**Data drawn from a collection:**
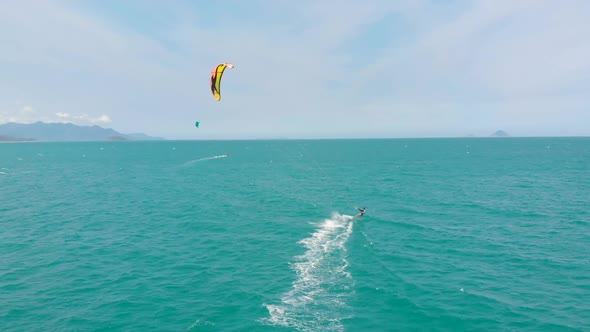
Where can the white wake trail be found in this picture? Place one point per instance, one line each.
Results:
(317, 299)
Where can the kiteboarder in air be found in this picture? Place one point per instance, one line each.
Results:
(362, 212)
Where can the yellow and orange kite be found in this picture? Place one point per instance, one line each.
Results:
(216, 75)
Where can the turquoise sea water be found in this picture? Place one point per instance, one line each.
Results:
(460, 235)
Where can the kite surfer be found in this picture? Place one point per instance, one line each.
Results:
(362, 212)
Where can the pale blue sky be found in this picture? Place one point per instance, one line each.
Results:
(303, 69)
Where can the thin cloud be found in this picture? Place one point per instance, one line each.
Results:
(305, 69)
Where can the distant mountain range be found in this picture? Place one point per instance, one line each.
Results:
(41, 131)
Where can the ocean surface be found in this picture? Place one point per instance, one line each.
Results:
(470, 234)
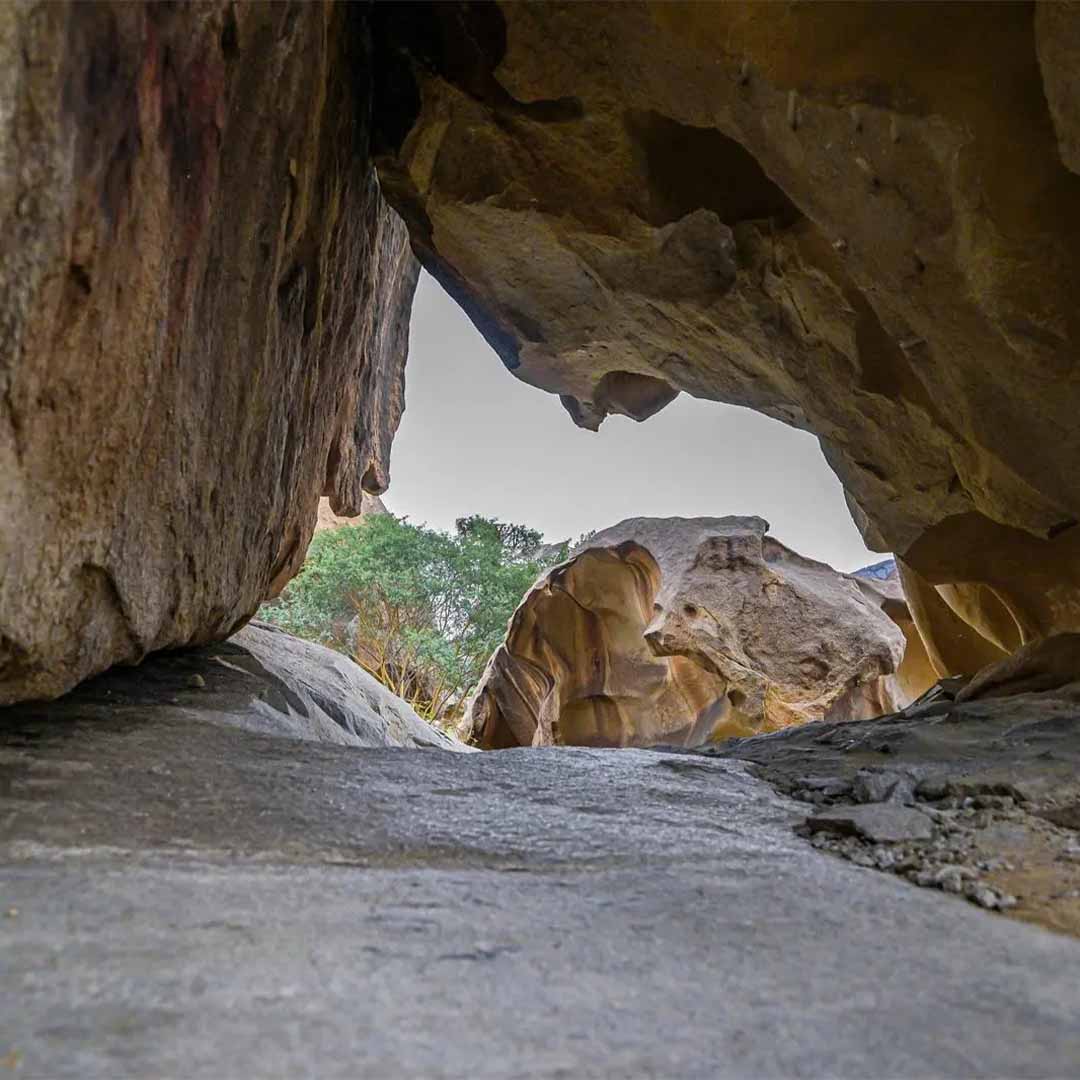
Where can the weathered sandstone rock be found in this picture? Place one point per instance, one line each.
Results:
(260, 680)
(861, 219)
(203, 318)
(916, 673)
(679, 630)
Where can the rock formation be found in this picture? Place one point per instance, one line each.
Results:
(861, 219)
(680, 630)
(916, 674)
(327, 520)
(203, 319)
(262, 682)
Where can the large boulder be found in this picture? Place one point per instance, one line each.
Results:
(203, 319)
(261, 680)
(861, 219)
(674, 630)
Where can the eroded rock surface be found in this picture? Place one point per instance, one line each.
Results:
(261, 679)
(191, 900)
(683, 630)
(863, 220)
(327, 520)
(976, 796)
(203, 319)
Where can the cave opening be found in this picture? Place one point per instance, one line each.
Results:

**Short problem:** Recast every line of the entries above as a numbered list, skipping any blank lines. Leave the pictures out of your answer.

**Response to the exercise:**
1. Where can the white wake trail be found in this picture? Place one point per instance, one line each.
2. Results:
3. (317, 299)
4. Where can the kiteboarder in air be found in this picture? Place one point per instance, one line each.
5. Results:
6. (362, 212)
7. Where can the yellow and orange kite be found in this picture? Place one point per instance, one line each.
8. Results:
9. (216, 75)
10. Where can the turquoise sea water be found in this picture? Place one point per instance, one line each.
11. Results:
12. (460, 235)
13. Where can the kite surfer be found in this picture? Place one point per instance, one line each.
14. Results:
15. (362, 212)
16. Where can the pale blue sky be found in this picture? Place one point per instance, one line each.
17. Results:
18. (303, 69)
19. Where can the thin cloud be found in this picture? Place one point per instance, one line each.
20. Results:
21. (305, 69)
22. Where can the distant mountain range be found in this picture? Place one point per instance, one line each.
23. Results:
24. (41, 131)
25. Where can the ocean surface be found in this picture? Place one point per instance, one line each.
26. Results:
27. (470, 234)
28. Where can the weathered sandstone rock be found in this picture? Place one point per instance, one line each.
29. Results:
30. (260, 680)
31. (861, 219)
32. (203, 318)
33. (916, 673)
34. (679, 630)
35. Where can the rock formation be found in this picture? Place one point per instance, one line each.
36. Results:
37. (861, 219)
38. (680, 630)
39. (916, 674)
40. (327, 520)
41. (203, 319)
42. (262, 682)
43. Where can the large boulder be found in this picture? Place one point per instance, one line each.
44. Results:
45. (203, 319)
46. (261, 680)
47. (861, 219)
48. (674, 630)
49. Where can the eroded rock surface be found in this picture? Place one point per instance, one line each.
50. Results:
51. (261, 679)
52. (191, 900)
53. (683, 630)
54. (863, 220)
55. (327, 520)
56. (976, 796)
57. (203, 319)
58. Where can the cave opening be found in this picture? Place one point per instance, one line each.
59. Results:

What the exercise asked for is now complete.